Content starts

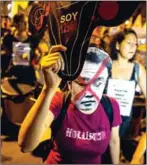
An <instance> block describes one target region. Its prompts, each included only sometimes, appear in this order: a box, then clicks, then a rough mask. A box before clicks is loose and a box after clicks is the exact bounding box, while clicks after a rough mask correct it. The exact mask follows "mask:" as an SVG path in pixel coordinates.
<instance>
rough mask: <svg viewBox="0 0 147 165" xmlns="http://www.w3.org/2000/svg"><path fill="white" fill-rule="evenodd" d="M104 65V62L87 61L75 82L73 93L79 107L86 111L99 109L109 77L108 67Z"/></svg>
mask: <svg viewBox="0 0 147 165" xmlns="http://www.w3.org/2000/svg"><path fill="white" fill-rule="evenodd" d="M102 65H103V64H102V62H101V63H99V64H96V63H91V62H88V61H86V62H85V64H84V67H83V70H82V72H81V74H80V76H79V77H78V78H77V79H76V80H75V81H74V82H73V84H72V93H73V95H74V102H75V106H76V107H77V109H79V110H81V111H84V112H85V111H95V110H96V109H97V107H98V105H99V102H100V99H101V97H102V94H103V91H104V88H105V85H106V81H107V78H108V69H107V68H106V67H105V66H102ZM98 72H99V73H98Z"/></svg>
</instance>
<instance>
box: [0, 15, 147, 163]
mask: <svg viewBox="0 0 147 165" xmlns="http://www.w3.org/2000/svg"><path fill="white" fill-rule="evenodd" d="M1 19H2V21H1V77H2V80H1V81H2V83H4V82H5V81H9V83H10V84H11V86H12V87H13V88H14V89H15V90H16V91H17V93H18V95H23V93H22V91H21V88H19V86H18V83H22V84H28V85H30V86H33V87H34V88H35V90H38V88H37V87H38V85H39V86H41V89H42V87H43V85H44V75H43V73H42V70H41V65H42V64H41V61H42V59H43V58H44V57H45V56H46V55H48V54H49V52H50V48H52V47H51V45H50V40H49V36H48V31H47V28H46V29H45V30H44V33H42V34H41V35H38V36H37V37H36V36H35V37H34V36H32V34H31V33H30V32H29V24H28V18H27V17H26V16H25V15H24V14H16V15H14V17H13V19H10V18H9V17H8V16H2V17H1ZM89 47H95V48H97V49H101V50H103V51H105V52H107V55H108V54H109V56H110V57H111V58H112V69H111V74H110V77H109V78H112V79H119V80H127V81H134V82H135V89H136V86H138V87H139V94H140V95H144V98H146V70H145V60H146V58H145V57H146V55H145V52H146V47H145V45H143V46H142V45H139V46H138V41H137V34H136V33H135V31H134V30H132V29H123V30H120V32H118V33H116V34H115V35H114V36H111V34H110V33H109V30H108V29H106V30H105V31H104V32H103V33H102V34H101V32H100V30H99V28H98V27H97V28H96V29H95V30H94V31H93V33H92V36H91V39H90V43H89ZM21 48H22V49H23V50H21ZM26 52H27V53H26ZM136 74H137V76H136ZM136 77H137V78H136ZM76 83H77V82H76ZM78 83H79V82H78ZM73 86H74V83H73ZM106 88H107V85H106ZM120 88H121V87H120ZM105 91H107V89H106V90H105ZM2 92H3V91H2ZM37 96H38V95H37ZM37 96H36V97H37ZM134 97H135V95H134V96H133V99H134ZM40 99H41V98H40ZM59 102H60V100H59ZM112 102H113V101H112ZM114 104H115V103H114ZM48 106H49V105H48ZM138 111H139V110H138ZM54 113H55V114H54V115H55V116H54V117H56V115H57V114H56V112H54ZM132 113H133V107H132V109H131V112H130V115H129V116H124V115H123V114H120V115H121V119H120V120H118V121H117V122H116V123H115V121H114V123H113V124H114V126H117V125H120V129H119V132H120V134H119V136H120V139H121V145H122V146H123V145H125V142H124V141H123V140H124V138H125V136H126V133H127V130H128V129H129V127H130V125H131V120H132ZM68 115H69V114H68ZM145 116H146V114H145ZM68 117H69V116H68ZM52 118H53V117H52ZM29 120H30V119H29ZM52 120H53V119H52ZM121 120H122V123H121ZM139 122H140V121H139ZM49 124H50V123H49ZM66 124H67V123H66ZM139 124H140V123H139ZM28 127H29V126H28ZM141 134H142V132H139V134H138V135H137V136H141ZM143 134H145V133H144V132H143ZM40 136H41V135H40ZM143 136H144V135H143ZM139 145H140V143H139ZM122 146H121V149H122V150H123V147H122ZM85 150H86V149H85ZM138 150H139V149H138V148H137V151H138ZM140 150H141V149H140ZM137 151H136V152H137ZM52 152H53V151H52ZM123 152H125V151H123ZM136 152H135V155H136ZM138 152H139V151H138ZM112 154H113V153H112ZM123 154H124V153H123ZM143 154H144V152H143V153H142V155H143ZM124 155H125V154H124ZM142 155H141V156H142ZM51 156H52V155H51ZM51 156H50V157H51ZM76 156H77V155H76ZM50 157H49V158H48V163H51V162H52V159H51V158H50ZM81 159H82V158H81ZM112 159H114V157H113V156H112ZM132 159H133V160H132V161H131V160H129V161H130V162H131V163H132V162H133V163H136V162H135V159H136V156H133V155H132ZM79 160H80V158H79ZM85 160H86V159H85ZM85 160H84V161H85ZM86 161H87V160H86ZM98 161H99V158H98ZM137 161H138V160H137ZM63 162H64V161H63ZM65 162H66V161H65ZM75 162H76V161H75ZM79 162H80V161H79ZM113 162H114V163H115V160H113ZM116 162H117V161H116Z"/></svg>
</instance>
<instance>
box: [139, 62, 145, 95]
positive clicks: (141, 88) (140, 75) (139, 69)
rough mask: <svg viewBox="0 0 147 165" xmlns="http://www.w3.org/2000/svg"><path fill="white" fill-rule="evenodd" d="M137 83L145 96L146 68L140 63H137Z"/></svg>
mask: <svg viewBox="0 0 147 165" xmlns="http://www.w3.org/2000/svg"><path fill="white" fill-rule="evenodd" d="M138 84H139V86H140V88H141V90H142V93H143V94H144V97H145V98H146V70H145V68H144V67H143V66H142V65H141V64H139V83H138Z"/></svg>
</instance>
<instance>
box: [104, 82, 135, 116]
mask: <svg viewBox="0 0 147 165" xmlns="http://www.w3.org/2000/svg"><path fill="white" fill-rule="evenodd" d="M134 94H135V81H127V80H118V79H109V82H108V89H107V95H108V96H110V97H113V98H115V99H116V100H117V101H118V103H119V106H120V114H121V115H122V116H130V113H131V109H132V103H133V99H134Z"/></svg>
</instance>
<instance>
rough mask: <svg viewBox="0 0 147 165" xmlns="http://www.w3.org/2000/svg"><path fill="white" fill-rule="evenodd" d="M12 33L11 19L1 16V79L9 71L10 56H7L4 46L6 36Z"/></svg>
mask: <svg viewBox="0 0 147 165" xmlns="http://www.w3.org/2000/svg"><path fill="white" fill-rule="evenodd" d="M10 33H11V19H10V18H9V17H8V16H1V39H0V41H1V77H3V75H4V74H5V72H6V71H7V69H8V66H9V62H10V56H8V55H7V53H6V51H5V49H4V46H3V39H4V37H5V36H6V35H8V34H10Z"/></svg>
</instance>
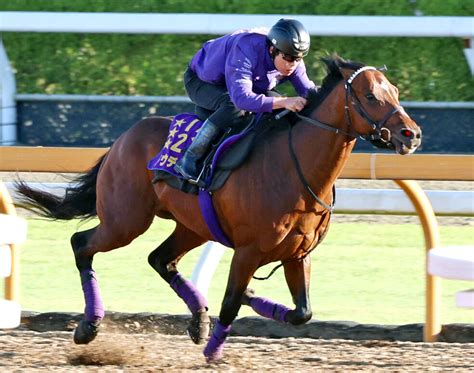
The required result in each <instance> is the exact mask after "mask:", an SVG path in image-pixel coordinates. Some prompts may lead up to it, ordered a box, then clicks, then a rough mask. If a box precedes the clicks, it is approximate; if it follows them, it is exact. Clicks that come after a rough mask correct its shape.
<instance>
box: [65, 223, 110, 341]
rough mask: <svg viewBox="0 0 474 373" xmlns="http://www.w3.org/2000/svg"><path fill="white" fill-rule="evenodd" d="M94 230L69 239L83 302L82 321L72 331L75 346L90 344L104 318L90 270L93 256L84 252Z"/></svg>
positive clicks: (101, 301)
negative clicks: (83, 315)
mask: <svg viewBox="0 0 474 373" xmlns="http://www.w3.org/2000/svg"><path fill="white" fill-rule="evenodd" d="M95 230H96V228H93V229H89V230H87V231H84V232H78V233H75V234H74V235H73V236H72V237H71V245H72V248H73V251H74V257H75V259H76V267H77V269H78V270H79V274H80V277H81V285H82V290H83V292H84V301H85V309H84V319H83V320H81V321H80V322H79V325H78V326H77V328H76V329H75V331H74V342H75V343H76V344H87V343H89V342H91V341H92V340H93V339H94V338H95V337H96V335H97V332H98V329H99V325H100V322H101V320H102V319H103V317H104V306H103V304H102V298H101V296H100V290H99V284H98V282H97V277H96V274H95V272H94V270H93V269H92V260H93V255H89V254H87V253H86V252H85V251H86V250H85V248H86V247H87V242H88V241H89V238H90V236H91V235H92V234H93V233H94V232H95Z"/></svg>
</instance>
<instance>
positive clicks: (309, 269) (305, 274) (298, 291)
mask: <svg viewBox="0 0 474 373" xmlns="http://www.w3.org/2000/svg"><path fill="white" fill-rule="evenodd" d="M284 269H285V278H286V283H287V284H288V288H289V289H290V292H291V296H292V298H293V302H294V304H295V306H296V308H295V309H294V310H291V311H289V312H288V313H287V315H286V321H288V322H289V323H291V324H293V325H300V324H304V323H306V322H307V321H309V320H311V317H312V312H311V303H310V299H309V282H310V278H311V258H310V256H309V255H308V256H307V257H306V258H304V259H302V260H299V261H294V262H287V263H285V264H284Z"/></svg>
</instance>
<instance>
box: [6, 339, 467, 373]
mask: <svg viewBox="0 0 474 373" xmlns="http://www.w3.org/2000/svg"><path fill="white" fill-rule="evenodd" d="M202 348H203V347H202V346H197V345H194V344H193V343H192V342H191V341H190V340H189V338H188V337H186V336H176V335H164V334H111V333H103V334H100V335H99V336H98V337H97V339H96V340H95V341H94V342H92V343H91V344H90V345H88V346H77V345H74V343H73V342H72V338H71V333H70V332H43V333H38V332H33V331H3V332H2V331H0V371H2V372H14V371H15V372H18V371H21V372H52V371H54V372H78V371H81V372H84V371H87V372H89V371H91V372H99V371H100V372H103V371H107V372H160V371H166V372H170V371H191V370H197V371H200V372H209V371H259V372H262V371H270V370H275V371H279V372H281V371H285V370H288V371H292V372H294V371H299V372H303V371H304V372H309V371H312V372H315V371H322V372H349V371H389V372H400V371H411V372H421V371H429V370H437V371H443V372H447V371H453V372H454V371H455V372H468V371H472V369H473V368H474V354H473V353H472V352H473V350H474V344H473V343H468V344H458V343H450V344H447V343H434V344H427V343H413V342H388V341H347V340H330V341H328V340H318V339H305V338H303V339H301V338H298V339H295V338H283V339H266V338H254V337H229V339H228V343H227V345H226V349H225V358H224V360H223V362H222V363H220V364H218V365H208V364H206V363H205V361H204V358H203V356H202Z"/></svg>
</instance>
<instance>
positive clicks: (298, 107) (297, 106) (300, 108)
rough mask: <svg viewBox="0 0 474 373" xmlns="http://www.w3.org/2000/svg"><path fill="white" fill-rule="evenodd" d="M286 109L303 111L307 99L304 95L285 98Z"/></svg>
mask: <svg viewBox="0 0 474 373" xmlns="http://www.w3.org/2000/svg"><path fill="white" fill-rule="evenodd" d="M284 104H285V109H288V110H291V111H295V112H298V111H301V110H303V108H304V107H305V105H306V99H305V98H303V97H288V98H287V99H286V100H285V103H284Z"/></svg>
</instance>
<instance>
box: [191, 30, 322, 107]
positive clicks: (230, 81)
mask: <svg viewBox="0 0 474 373" xmlns="http://www.w3.org/2000/svg"><path fill="white" fill-rule="evenodd" d="M190 67H191V69H192V70H193V71H194V72H195V73H196V74H197V76H198V77H199V79H201V80H203V81H205V82H207V83H211V84H216V85H226V86H227V90H228V91H229V94H230V98H231V100H232V102H233V103H234V104H235V106H237V107H238V108H239V109H241V110H246V111H252V112H254V113H259V112H271V111H272V106H273V97H267V96H266V95H265V94H266V92H267V91H268V90H271V89H273V88H275V86H277V85H279V84H281V83H283V82H285V81H286V80H290V82H291V83H292V84H293V86H294V87H295V90H296V92H298V95H300V96H303V97H305V96H306V95H307V93H308V90H310V89H312V88H314V86H315V85H314V83H313V82H312V81H311V80H309V78H308V76H307V75H306V67H305V65H304V62H303V61H302V62H301V63H300V64H299V65H298V67H297V68H296V70H295V72H294V73H293V74H291V75H290V76H288V77H286V76H283V75H281V74H280V73H279V72H278V70H277V69H276V68H275V65H274V64H273V60H272V58H271V56H270V53H269V52H268V46H267V42H266V35H265V34H262V33H259V32H254V31H248V30H239V31H236V32H234V33H233V34H229V35H225V36H222V37H220V38H218V39H212V40H209V41H208V42H206V43H204V45H203V47H202V48H201V49H200V50H199V51H198V52H197V53H196V54H195V55H194V57H193V59H192V60H191V63H190Z"/></svg>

Content ends

Spot every line in the entries that includes the word "then", and copy each one out.

→ **FINAL ANSWER**:
An <instance> block describes one target region. Its prompts, each included only sometimes, appear in this order: a box, then clicks, then a rough mask. A box before clicks is loose and a box after clicks is the exact bounding box, while clicks after a rough mask correct it. The exact mask follows "mask:" as an SVG path in pixel coordinates.
The required result in each <instance> is the exact mask after "mask:", an SVG path in image-pixel coordinates. Some prompts may lead up to it, ordered a box, then clicks, then a rough mask. If a box precedes the clicks, it is approximate; if it follows them, it is exact. Clicks that come after a rough mask correct its shape.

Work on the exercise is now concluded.